■ Document:
— BEGIN —

Overpriced oil inflates costs of El Niño, power crisis

Petron and other oil firms have been jacking up pump prices in recent weeks (Photo from http://www.petronmarketing.com)

Those who are ready to absolve government for the harmful effects of El Niño should think again. While El Niño is a natural phenomenon, its impact on the people and the economy could have been eased by right government policies. Sadly, the policies in place have exposed the country not only to the strongest blows from what experts describe as a “moderate” El Niño. These flawed policies have also exposed us to El Niño’s magnified impact.

Deregulated, privatized energy

Take the case of power and oil – strategic sectors that have been privatized and deregulated by government. As the water level in dams around the country fell, hydropower generation also declined. Consequently, more power is generated from plants running on expensive and overpriced oil. To make the situation worse, oil prices have been on an uptrend again in the past few weeks. Electricity bills, which are also artificially bloated, climbed as a result. Prices of other commodities and services are sure to follow.

Such predicament could have been capably addressed by a government that has the needed policy tools. But it threw away these tools when it allowed private corporations to take control of the entire energy sector. It tried to reclaim some of these tools through emergency powers but was met with understandable public skepticism. In the end, the reality that Congress could not be convened at this point in the election season forced government to give up the plan.

As an alternative, government now intends to lease modular generating sets that could produce an additional 160 megawatts (MW) of electricity for Mindanao. By itself, this plan is already costly with an initial tab of P5.5 billion aside from increasing power rates in Mindanao by P14 per kilowatt-hour (kWh). But it is made even costlier by overpriced oil that will be used in great amounts to feed the generating sets.

Amid the El Niño, energy companies, with their greed and abuses un-moderated, are having a heyday.

P8.12 per liter overpricing

In the coming months, households not only in Mindanao will have to pay for higher electricity bills. The reason is not only the limited supply of cheaper hydropower due to El Niño. As more power is generated by oil-fed power plants, consumers also become more exposed to the impact of frequent oil price hikes and overpriced petroleum.

Under Republic Act (RA) 8479 or the Oil Deregulation Law of 1998, oil companies are allowed to increase pump prices at whim. They are not even required to inform the public about their price changes, much less explain their price hikes. This policy has been abused to the hilt by the oil firms. The National Economic Development Authority (Neda) itself has once confirmed that oil firms are indeed overpricing their products.

As of January 2010, oil products in the country are still overpriced by an average of P8.12 per liter. This figure is based on the monthly difference between the ideal and actual changes in pump prices from January 2008 to January 2010. The ideal pump price adjustment is computed using the difference in the monthly averages of Dubai crude and foreign exchange (forex) rate during the said period. The actual price movement, meanwhile, is based on the Department of Energy’s (DOE) monitoring.

— END —

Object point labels
— BEGIN —

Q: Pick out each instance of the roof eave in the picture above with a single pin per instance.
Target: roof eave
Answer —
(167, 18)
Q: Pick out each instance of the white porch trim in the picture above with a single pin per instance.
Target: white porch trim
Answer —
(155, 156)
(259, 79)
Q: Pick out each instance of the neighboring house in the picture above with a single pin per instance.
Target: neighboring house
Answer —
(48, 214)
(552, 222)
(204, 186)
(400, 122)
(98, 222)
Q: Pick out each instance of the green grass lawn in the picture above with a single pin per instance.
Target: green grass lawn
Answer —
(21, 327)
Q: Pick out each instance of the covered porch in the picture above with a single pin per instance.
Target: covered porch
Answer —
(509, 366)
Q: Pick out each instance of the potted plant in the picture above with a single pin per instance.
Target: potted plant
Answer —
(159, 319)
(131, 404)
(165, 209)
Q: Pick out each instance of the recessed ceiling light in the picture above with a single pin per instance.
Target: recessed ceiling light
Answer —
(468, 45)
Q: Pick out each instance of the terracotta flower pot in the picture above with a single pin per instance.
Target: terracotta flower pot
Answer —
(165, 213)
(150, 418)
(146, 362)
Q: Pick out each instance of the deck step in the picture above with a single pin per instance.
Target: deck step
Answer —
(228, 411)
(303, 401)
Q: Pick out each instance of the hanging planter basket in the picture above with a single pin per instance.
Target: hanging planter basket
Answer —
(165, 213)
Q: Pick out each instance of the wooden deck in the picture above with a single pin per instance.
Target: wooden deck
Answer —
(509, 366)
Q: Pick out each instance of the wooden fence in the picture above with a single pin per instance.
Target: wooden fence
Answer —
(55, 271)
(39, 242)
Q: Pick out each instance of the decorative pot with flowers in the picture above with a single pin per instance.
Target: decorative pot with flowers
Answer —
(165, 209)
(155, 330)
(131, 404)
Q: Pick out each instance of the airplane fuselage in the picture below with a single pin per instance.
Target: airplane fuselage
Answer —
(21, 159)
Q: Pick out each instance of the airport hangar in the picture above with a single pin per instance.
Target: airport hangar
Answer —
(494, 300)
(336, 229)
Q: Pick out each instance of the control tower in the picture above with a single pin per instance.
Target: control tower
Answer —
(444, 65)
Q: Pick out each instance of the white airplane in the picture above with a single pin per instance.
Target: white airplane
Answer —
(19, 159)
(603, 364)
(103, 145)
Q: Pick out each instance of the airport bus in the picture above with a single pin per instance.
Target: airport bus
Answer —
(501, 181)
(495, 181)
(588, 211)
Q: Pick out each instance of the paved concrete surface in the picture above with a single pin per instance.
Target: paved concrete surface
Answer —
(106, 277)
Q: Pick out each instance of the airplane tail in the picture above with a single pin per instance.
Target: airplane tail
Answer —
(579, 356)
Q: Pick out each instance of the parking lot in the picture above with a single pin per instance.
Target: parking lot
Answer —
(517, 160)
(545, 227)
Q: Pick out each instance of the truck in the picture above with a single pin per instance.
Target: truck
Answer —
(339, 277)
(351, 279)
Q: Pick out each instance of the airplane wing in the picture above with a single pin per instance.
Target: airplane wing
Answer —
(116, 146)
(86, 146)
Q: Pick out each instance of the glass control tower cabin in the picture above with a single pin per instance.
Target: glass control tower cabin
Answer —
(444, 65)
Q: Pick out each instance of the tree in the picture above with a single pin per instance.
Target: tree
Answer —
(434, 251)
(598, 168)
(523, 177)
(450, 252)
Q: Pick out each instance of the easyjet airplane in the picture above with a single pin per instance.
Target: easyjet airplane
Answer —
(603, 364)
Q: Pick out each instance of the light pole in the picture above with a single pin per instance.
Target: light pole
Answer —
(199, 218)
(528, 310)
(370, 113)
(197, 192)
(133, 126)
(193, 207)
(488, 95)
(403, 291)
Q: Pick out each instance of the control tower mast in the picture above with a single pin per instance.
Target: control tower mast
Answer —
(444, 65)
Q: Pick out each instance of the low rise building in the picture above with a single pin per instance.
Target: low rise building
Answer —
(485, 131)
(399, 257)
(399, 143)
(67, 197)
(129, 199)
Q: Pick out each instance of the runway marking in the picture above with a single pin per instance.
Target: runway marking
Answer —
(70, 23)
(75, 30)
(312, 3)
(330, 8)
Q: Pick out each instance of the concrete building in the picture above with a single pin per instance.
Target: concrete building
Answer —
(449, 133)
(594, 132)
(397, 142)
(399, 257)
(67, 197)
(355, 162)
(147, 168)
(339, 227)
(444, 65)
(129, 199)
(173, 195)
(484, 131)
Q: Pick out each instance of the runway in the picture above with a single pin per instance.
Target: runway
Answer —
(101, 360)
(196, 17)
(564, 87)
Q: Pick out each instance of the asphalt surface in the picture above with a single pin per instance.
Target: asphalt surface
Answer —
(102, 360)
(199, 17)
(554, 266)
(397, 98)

— END —

■ What to do:
**1.** According to the article on overpriced oil and the power crisis, what was the average overpricing of oil products in the country as of January 2010?
**2.** Translate this sentence from the article on overpriced oil and the power crisis into Spanish: "As the water level in dams around the country fell, hydropower generation also declined."
**3.** Pick up the article on overpriced oil and the power crisis after its final sentence and continue it.

■ Replies:
**1.** An average of P8.12 per liter.

**2.** A medida que bajaba el nivel del agua en las represas de todo el país, la generación hidroeléctrica también disminuyó.

**3.**
There is no consolidated data yet on actual pump price movement for February and March. But note that in February, there should have been an 83-centavo per liter rollback based on Dubai crude and forex monthly movements. The actual pump price of diesel, however, did not move during the said month while kerosene prices even jumped by 25 centavos a liter. In other words, the overpricing could be much higher (aside from the fact that even before imported oil reach our ports, they are already overpriced due to global monopoly control by the oil giants).

Daily overcharges of P7.44 M for Minda extra power

Meanwhile, government’s plan to lease modular generation sets to produce

Power generated by the Agus and other hydroelectric power plants in Mindanao has drastically fallen due to El Nino (photo from http://static.panoramio.com/)

an additional 160 MW of electricity in Mindanao will require millions of liters of petroleum. For purposes of comparison, let us look at the 1 MW Generac Diesel Power Module manufactured by Mitsubishi. This generator, running at 100 percent capacity, consumes 238.56 liters per hour of diesel; at 75 percent, 178.92 liters; and at 50 percent, 119.28 liters.

Using this as yardstick, and factoring in the P8.12 per liter in overpricing, we can estimate how much the people will needlessly spend for additional electricity in Mindanao. We shall use the 100 percent capacity level since the generating plants that will be leased need to run at full capacity to augment the power shortage in the region.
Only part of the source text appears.